### Information supplied
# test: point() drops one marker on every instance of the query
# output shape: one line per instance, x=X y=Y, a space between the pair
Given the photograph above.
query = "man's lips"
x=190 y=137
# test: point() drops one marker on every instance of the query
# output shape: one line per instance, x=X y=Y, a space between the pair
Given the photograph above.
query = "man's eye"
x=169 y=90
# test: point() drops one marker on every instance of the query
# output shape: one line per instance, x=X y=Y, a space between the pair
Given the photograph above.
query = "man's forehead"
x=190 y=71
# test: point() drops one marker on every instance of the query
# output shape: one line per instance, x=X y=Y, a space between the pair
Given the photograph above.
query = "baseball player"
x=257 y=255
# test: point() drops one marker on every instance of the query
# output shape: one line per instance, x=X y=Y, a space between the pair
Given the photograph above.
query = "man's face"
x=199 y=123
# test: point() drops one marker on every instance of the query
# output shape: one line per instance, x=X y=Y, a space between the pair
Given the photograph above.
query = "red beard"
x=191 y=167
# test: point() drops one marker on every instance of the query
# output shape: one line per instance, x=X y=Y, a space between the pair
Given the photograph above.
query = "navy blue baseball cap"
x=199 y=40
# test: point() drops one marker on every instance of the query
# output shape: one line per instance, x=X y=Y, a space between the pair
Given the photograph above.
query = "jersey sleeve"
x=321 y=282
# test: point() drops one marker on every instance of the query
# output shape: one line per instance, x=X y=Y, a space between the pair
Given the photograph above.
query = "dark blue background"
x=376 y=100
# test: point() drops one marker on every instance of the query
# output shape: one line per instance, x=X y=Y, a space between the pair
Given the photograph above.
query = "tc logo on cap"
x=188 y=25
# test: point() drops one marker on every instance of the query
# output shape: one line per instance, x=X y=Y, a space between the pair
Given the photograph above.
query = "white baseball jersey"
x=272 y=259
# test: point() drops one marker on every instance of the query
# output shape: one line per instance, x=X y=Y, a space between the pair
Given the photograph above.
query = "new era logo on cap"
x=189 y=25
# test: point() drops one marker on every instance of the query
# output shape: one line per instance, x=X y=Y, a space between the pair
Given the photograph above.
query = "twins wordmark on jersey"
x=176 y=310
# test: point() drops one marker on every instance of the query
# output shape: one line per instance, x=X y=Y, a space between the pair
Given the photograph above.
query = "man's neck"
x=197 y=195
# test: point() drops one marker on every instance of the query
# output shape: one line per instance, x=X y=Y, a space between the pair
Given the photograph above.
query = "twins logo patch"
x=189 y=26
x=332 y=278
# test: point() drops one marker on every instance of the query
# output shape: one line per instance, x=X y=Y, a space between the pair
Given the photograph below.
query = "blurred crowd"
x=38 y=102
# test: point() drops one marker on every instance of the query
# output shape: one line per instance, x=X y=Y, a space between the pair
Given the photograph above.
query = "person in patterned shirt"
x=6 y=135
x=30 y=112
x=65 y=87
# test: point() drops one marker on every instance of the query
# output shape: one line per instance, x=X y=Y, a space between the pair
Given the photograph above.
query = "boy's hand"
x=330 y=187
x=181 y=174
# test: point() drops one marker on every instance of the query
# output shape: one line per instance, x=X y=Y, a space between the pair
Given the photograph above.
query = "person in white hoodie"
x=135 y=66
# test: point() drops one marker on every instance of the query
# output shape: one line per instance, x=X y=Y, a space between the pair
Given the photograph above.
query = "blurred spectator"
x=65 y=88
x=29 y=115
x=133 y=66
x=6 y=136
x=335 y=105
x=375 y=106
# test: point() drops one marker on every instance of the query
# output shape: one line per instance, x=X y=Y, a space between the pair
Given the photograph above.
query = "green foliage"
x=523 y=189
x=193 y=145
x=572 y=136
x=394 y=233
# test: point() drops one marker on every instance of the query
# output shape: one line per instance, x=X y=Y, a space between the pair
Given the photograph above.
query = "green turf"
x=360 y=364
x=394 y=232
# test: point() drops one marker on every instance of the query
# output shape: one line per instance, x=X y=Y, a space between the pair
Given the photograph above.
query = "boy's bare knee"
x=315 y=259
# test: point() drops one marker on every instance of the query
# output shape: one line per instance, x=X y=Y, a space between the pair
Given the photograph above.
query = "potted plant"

### Goal
Arrange every line of the entries above as a Markdown table, with columns Row and Line. Leave out blank lines.

### Correct result
| Row | Line |
|---|---|
| 1 | # test: point() drops one marker on every instance of the query |
| 2 | # output shape: one line per instance, x=X y=Y, a space between the pair |
| 3 | Given the photograph above. |
| 4 | query = "man's lips" |
| 5 | x=190 y=137 |
| 6 | # test: point() drops one marker on every instance of the query |
| 7 | # output shape: one line per instance, x=X y=Y, a space between the pair |
| 8 | Given the photograph above. |
| 9 | query = "man's eye" |
| 10 | x=169 y=90 |
| 11 | # test: point() drops one marker on every instance of the query |
| 12 | # output shape: one line per instance, x=X y=Y, a space between the pair |
| 13 | Given the photograph above. |
| 14 | query = "man's forehead" |
| 15 | x=190 y=71 |
| 16 | # test: point() drops one marker on every instance of the query |
| 17 | # output shape: one line per instance, x=X y=Y, a space between the pair |
| 18 | Given the photograph above. |
| 19 | query = "baseball player" |
| 20 | x=257 y=255 |
| 21 | # test: point() drops one marker on every instance of the query |
| 22 | # output shape: one line per instance, x=X y=Y, a space between the pair |
| 23 | Given the photograph above. |
| 24 | query = "man's face" |
| 25 | x=199 y=123 |
| 26 | # test: point() drops one marker on every instance of the query |
| 27 | # output shape: one line per instance, x=X y=Y, a space between the pair |
| 28 | Given the photograph above. |
| 29 | query = "red beard" |
| 30 | x=191 y=167 |
| 31 | # test: point() drops one marker on every instance of the query |
| 32 | # output shape: one line per instance, x=X y=Y, a space between the pair |
| 33 | Given the photograph above. |
| 34 | query = "navy blue baseball cap" |
| 35 | x=199 y=40 |
| 36 | # test: point() drops one marker on every instance of the query |
| 37 | # output shape: one line per instance, x=X y=Y, a space between the pair |
| 38 | Given the photograph above. |
| 39 | query = "jersey sleeve" |
| 40 | x=321 y=282 |
| 41 | # test: point() drops one marker on every instance of the query |
| 42 | # output shape: one line per instance, x=X y=Y, a space between the pair |
| 43 | Given the photograph above. |
| 44 | query = "dark blue background" |
| 45 | x=376 y=100 |
| 46 | # test: point() drops one marker on every instance of the query |
| 47 | # output shape: one line per instance, x=X y=Y, a space between the pair |
| 48 | Given the photograph above. |
| 49 | query = "tc logo on cap" |
| 50 | x=188 y=25 |
| 51 | # test: point() drops one marker on every instance of the query |
| 52 | # output shape: one line per instance, x=X y=Y, a space between the pair |
| 53 | Given the photograph above. |
| 54 | query = "white baseball jersey" |
| 55 | x=272 y=259 |
| 56 | # test: point() drops one marker on every instance of the query |
| 57 | # output shape: one line per instance, x=X y=Y, a space between the pair |
| 58 | Given the photograph above. |
| 59 | query = "new era logo on cap" |
| 60 | x=189 y=25 |
| 61 | # test: point() drops one marker on every instance of the query |
| 62 | # output shape: one line per instance, x=X y=Y, a space between the pair |
| 63 | Given the photograph above. |
| 64 | query = "twins wordmark on jersey" |
| 65 | x=176 y=310 |
| 66 | # test: point() drops one marker on every instance of the query |
| 67 | # output shape: one line per instance, x=X y=Y, a space between the pair |
| 68 | Given the photograph above. |
| 69 | query = "man's neck" |
| 70 | x=197 y=195 |
| 71 | # test: point() drops one marker on every instance of the query |
| 72 | # output shape: one line per instance, x=X y=Y, a space between the pair |
| 73 | Given the photograph above. |
| 74 | query = "twins logo patch" |
| 75 | x=189 y=26 |
| 76 | x=332 y=278 |
| 77 | # test: point() drops one marker on every instance of the query |
| 78 | # output shape: one line per instance, x=X y=Y, a space between the pair |
| 79 | Given the photograph below. |
| 80 | query = "blurred crowd" |
| 81 | x=38 y=102 |
| 82 | # test: point() drops one marker on every instance of the query |
| 83 | # output shape: one line per instance, x=X y=Y, a space between the pair |
| 84 | Given the photograph above. |
| 85 | query = "person in patterned shirt" |
| 86 | x=6 y=135 |
| 87 | x=30 y=112 |
| 88 | x=65 y=87 |
| 89 | # test: point() drops one marker on every instance of the query |
| 90 | # output shape: one line per instance, x=X y=Y, a space between the pair |
| 91 | Given the photograph above. |
| 92 | query = "boy's hand" |
| 93 | x=330 y=187 |
| 94 | x=181 y=174 |
| 95 | # test: point() drops one marker on every instance of the query |
| 96 | # output shape: one line per instance, x=X y=Y, a space between the pair |
| 97 | Given the photograph above. |
| 98 | query = "person in white hoodie" |
| 99 | x=135 y=66 |
| 100 | # test: point() drops one marker on every instance of the query |
| 101 | # output shape: one line per instance, x=X y=Y, a space between the pair |
| 102 | Given the photograph above. |
| 103 | query = "blurred spectator" |
| 104 | x=65 y=88 |
| 105 | x=29 y=115 |
| 106 | x=133 y=66 |
| 107 | x=6 y=136 |
| 108 | x=335 y=105 |
| 109 | x=375 y=106 |
| 110 | # test: point() drops one marker on every instance of the query |
| 111 | # output shape: one line per instance, x=X y=Y, a space between the pair |
| 112 | Given the photograph above. |
| 113 | query = "green foliage" |
| 114 | x=523 y=189 |
| 115 | x=193 y=145 |
| 116 | x=572 y=136 |
| 117 | x=394 y=233 |
| 118 | # test: point() drops one marker on every instance of the query |
| 119 | # output shape: one line per instance, x=X y=Y, a space between the pair |
| 120 | Given the photograph above. |
| 121 | query = "green turf" |
| 122 | x=360 y=364 |
| 123 | x=394 y=232 |
| 124 | # test: point() drops one marker on every instance of the query |
| 125 | # output shape: one line per instance, x=X y=Y, a space between the pair |
| 126 | Given the photograph above. |
| 127 | query = "boy's bare knee" |
| 128 | x=315 y=259 |
| 129 | # test: point() drops one marker on every instance of the query |
| 130 | # output shape: one line per instance, x=X y=Y, a space between the pair |
| 131 | Given the photograph above. |
| 132 | query = "potted plant" |